## Aim of the exercise
Except for the pictures, reproduce the records word for word.

-------- Exercise inputs --------

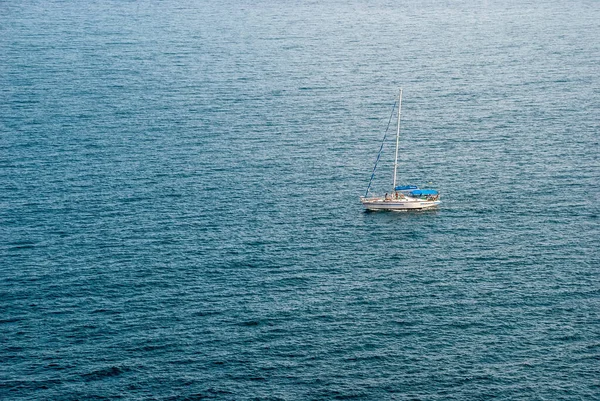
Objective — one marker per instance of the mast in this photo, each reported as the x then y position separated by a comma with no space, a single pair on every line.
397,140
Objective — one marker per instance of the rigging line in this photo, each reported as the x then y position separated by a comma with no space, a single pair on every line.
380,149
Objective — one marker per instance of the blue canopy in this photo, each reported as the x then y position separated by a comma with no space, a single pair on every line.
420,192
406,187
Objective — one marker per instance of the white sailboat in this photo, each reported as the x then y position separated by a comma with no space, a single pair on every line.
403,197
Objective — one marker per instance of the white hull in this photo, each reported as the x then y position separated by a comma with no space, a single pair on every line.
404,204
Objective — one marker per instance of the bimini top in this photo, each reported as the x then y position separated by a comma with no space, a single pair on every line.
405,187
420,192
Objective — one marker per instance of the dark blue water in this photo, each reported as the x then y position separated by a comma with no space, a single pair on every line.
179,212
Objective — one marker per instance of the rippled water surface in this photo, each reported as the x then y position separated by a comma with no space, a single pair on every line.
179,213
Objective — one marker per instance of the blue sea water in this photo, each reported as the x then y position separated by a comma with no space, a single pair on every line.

--------

## Task output
Objective — one marker per instance of the mast in this photo, each reported as the x then y position separated by a comma with no space, a single pair on every line.
397,140
Objective — one marker per instance of the rigging line in this photo, each reported as the x then y position separated by a comma with no space, a single pair on every line.
380,149
Objective — one marker per instance of the blue canopy in this photo, each reported as the x then y position separated by a comma with no space, a single pair on every line.
420,192
406,187
Objective — one marker per instance of the white sailboat in this photo, each reported as the x then y position separated by a comma with no space, a single pair on every line.
403,197
Objective — one marker per instance of the white hull in this photo, each reported as the x then y position separated by a comma with no space, a single pair on every line.
404,204
Objective — one marker per instance of the bimini top in this photo, each reported as the x then y position separated by a comma with no space, a single pair on every line.
405,187
420,192
Objective — one marker per instance of the dark blue water in this photo, each reported as the x then y position separated by a comma with no space, a single pair on every line.
179,212
Objective — one marker per instance of the rippled water surface in this photo, each reported as the x then y position separated by a comma with no space, a single pair on every line.
179,213
Objective — one marker per instance of the blue sea water in this photo, each reported as the x then y position separated by a comma with no space, a single pair on every line.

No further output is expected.